-- MATERIAL FOR THE TASK --
================================
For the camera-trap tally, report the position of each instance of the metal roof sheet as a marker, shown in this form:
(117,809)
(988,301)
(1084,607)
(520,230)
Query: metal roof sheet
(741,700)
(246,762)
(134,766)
================================
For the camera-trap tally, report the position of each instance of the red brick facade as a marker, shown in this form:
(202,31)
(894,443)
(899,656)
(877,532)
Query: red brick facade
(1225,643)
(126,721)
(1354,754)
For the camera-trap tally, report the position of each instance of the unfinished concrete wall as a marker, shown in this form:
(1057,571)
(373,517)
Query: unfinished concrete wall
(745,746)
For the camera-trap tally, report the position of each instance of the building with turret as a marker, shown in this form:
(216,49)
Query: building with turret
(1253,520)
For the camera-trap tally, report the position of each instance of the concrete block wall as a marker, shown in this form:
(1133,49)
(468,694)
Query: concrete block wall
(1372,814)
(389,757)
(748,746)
================================
-- TO DO --
Select every line of the records holding the string "report".

-- RESPONSE FOR THIS EXERCISE --
For the camera-trap tally, report the position of each instance of the metal roof sheet as a marker, shown in this form:
For the camera-trap tally, report the position of each instance of the red brick facade as a marker, shown in this form:
For the camera-trap tally, report the position of each instance of the unfinished concrete wall as a marker, shown in this form:
For the camera-trap tally, report the position of each instance of the building with turret as a marker, shown in this form:
For the camera-trap tally, report the position of each instance of the concrete block wall as a marker, shown in this form:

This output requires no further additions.